• _TEXTE_:
De façon globale, la ville de Douala, porte d’entrée et capitale économique du Cameroun a été fortement secouée par la violence météorologique. Au-delà du service public administratif, industriel et commercial, le microcosme économique de la ville de Douala a été partiellement chamboulé. A titre de rappel, la capitale économique du participe à hauteur de 3092 milliards de FCFA au Produit local brut du Cameroun, soit 31,2% du Produit intérieur brut national.

Le secteur avicole noyé dans les eaux

Les deux membres du gouvernement en visite d’urgence à Douala après les graves inondations survenues dans la nuit du 21au 22 août 2020 ont limité leur descente aux zones sinistrées, suivie d’une assistance de première nécessité apportée à plus de 500 familles submergées par les eaux. Pourtant, la catastrophe météorologique  a également provoqué des sinistrés économiques. Sérieusement frappé par ces inondations, le secteur avicole. Deux cas emblématiques permettent de mesurer l’ampleur des pertes et dégâts. Serge Trésor Ngatchi, éleveur de poulet et propriétaire de la chaîne de restaurant Allô Poulet n’en démord pas depuis la journée où il a tout perdu. «Avant la catastrophe nous étions dans une production d’une bande de 2000 poussins et déjà au 7ème jour», s’exprime avec désolation Serge Trésor Ngatchi. Devant l’opérateur économique, les dépouilles des poussins nageant dans une mare d’eau jonchent l’espace d’élevage situé au PK 16 dans l’arrondissement de Douala 5ème. Après la crise aviaire de 2016, la filière est concomitamment frappée par les effets de la Covid-19 et les catastrophes naturelles.

• _DONNÉES FOURNIES_:

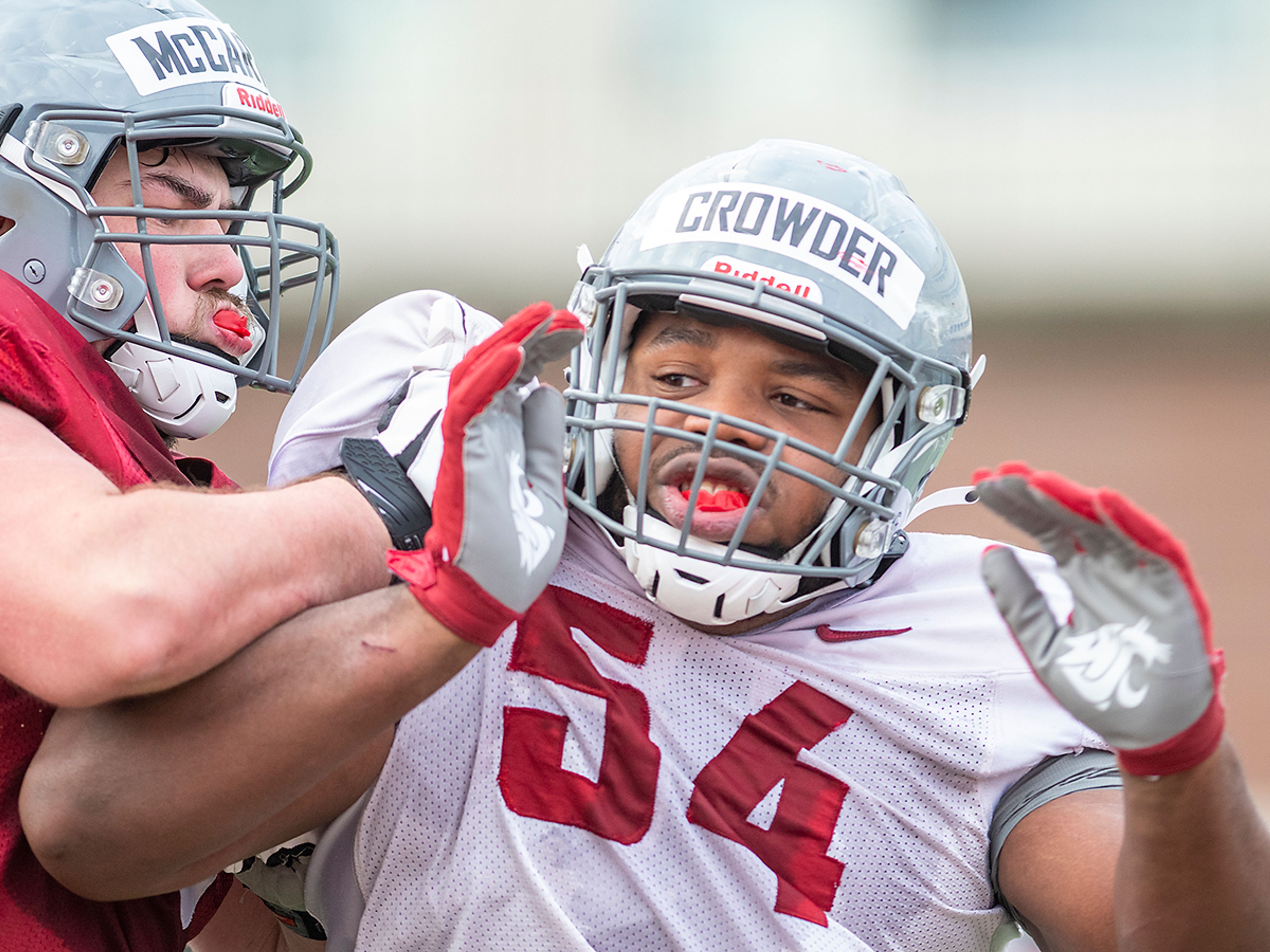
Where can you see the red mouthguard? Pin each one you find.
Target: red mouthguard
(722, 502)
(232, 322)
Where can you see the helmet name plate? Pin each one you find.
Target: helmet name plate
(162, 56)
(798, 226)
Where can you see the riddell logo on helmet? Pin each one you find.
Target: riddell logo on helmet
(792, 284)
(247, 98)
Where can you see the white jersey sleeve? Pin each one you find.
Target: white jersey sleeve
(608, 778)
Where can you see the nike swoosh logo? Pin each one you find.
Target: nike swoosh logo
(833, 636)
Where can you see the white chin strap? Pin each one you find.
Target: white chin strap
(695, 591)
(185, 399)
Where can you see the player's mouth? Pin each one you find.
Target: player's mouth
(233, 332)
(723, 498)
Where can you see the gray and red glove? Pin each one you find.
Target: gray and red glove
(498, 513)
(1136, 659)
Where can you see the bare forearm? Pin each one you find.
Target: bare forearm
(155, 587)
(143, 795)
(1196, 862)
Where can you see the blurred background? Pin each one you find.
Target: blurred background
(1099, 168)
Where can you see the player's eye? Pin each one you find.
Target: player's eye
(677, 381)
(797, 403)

• _LISTE DES TÂCHES_:
1 > Recopiez le passage de l'article sur les inondations de Douala : commencez aux mots « De façon globale, la » et arrêtez-vous après « intérieur brut national. ».
2 > Énumérez tous les fléaux qui, d'après l'article sur les inondations de Douala, frappent la filière avicole.
3 > Écrivez la suite de l'article sur les inondations de Douala, après sa dernière phrase.
Les entrées viennent d'une autre source que le texte.

• _RÉSULTATS_:
1 >
De façon globale, la ville de Douala, porte d’entrée et capitale économique du Cameroun a été fortement secouée par la violence météorologique. Au-delà du service public administratif, industriel et commercial, le microcosme économique de la ville de Douala a été partiellement chamboulé. A titre de rappel, la capitale économique du participe à hauteur de 3092 milliards de FCFA au Produit local brut du Cameroun, soit 31,2% du Produit intérieur brut national.

2 >
- la crise aviaire de 2016
- les effets de la Covid-19
- les catastrophes naturelles

3 >
«C’est  la toute première que mon élevage de poussins est attaqué par une inondation de ce type», reconnaît Serge Ngatchi. Qui ne peut encore évaluer avec exactitude le montant des pertes: «Actuellement nous ne pouvons pas faire un listing rigoureux de nos pertes. Mais déjà, la totalité de nos poussins ont été noyés, les aliments destinés pour leur alimentation et certains médicaments sont hors d’usage. Les pertes se chiffrent à des dizaines de millions de FCFA», pense le promoteur d’Allo Poulet. 

Dans son rapport 2019 sur la situation des productions et des importations du sous-secteur élevage, pêches et industries animales, la division des Etudes, de la Planification, de la Coopération et des Statistiques du ministère de l’Elevage, des Pêches et des Industries animales chiffre les pertes générales dans les sous-secteurs des  éleveurs, importateurs avicoles, accouveurs ou vendeurs de poulets de chair et produits dérivés de l’aviculture à plus de 7 milliards de FCFA. L’Interprofession pointe un doigt accusateur sur les mesures de restrictions imposées par le gouvernement depuis le 17 mars 2020.

Fulgurance des eaux

Les éleveurs de poulets de chair paient le prix fort des mesures du 17 mars 2020. «Le prix de poulet de 45 jours est passé de 2.300 à 1.500 fcfa, en un mois», d’après François Djonou, le président de l’Interprofession avicole du Cameroun. Avec 2.748.000 poulets vendus chaque mois, l’Ipavic dévoile des pertes de l’ordre de 2.199.000.000 de FCFA, au cours du premier mois d’application des restrictions du 17 mars 2020. Pour Serge Ngatchi, la catastrophe d’août 2020 est «celle de trop pour la filière avicole»: «Mon attente n’est pas juste pour mon entreprise avicole. Nous devons aller beaucoup plus loin. Le gouvernement doit prévoir un plan d’accompagnement productif du secteur avicole», propose Serge Ngatchi.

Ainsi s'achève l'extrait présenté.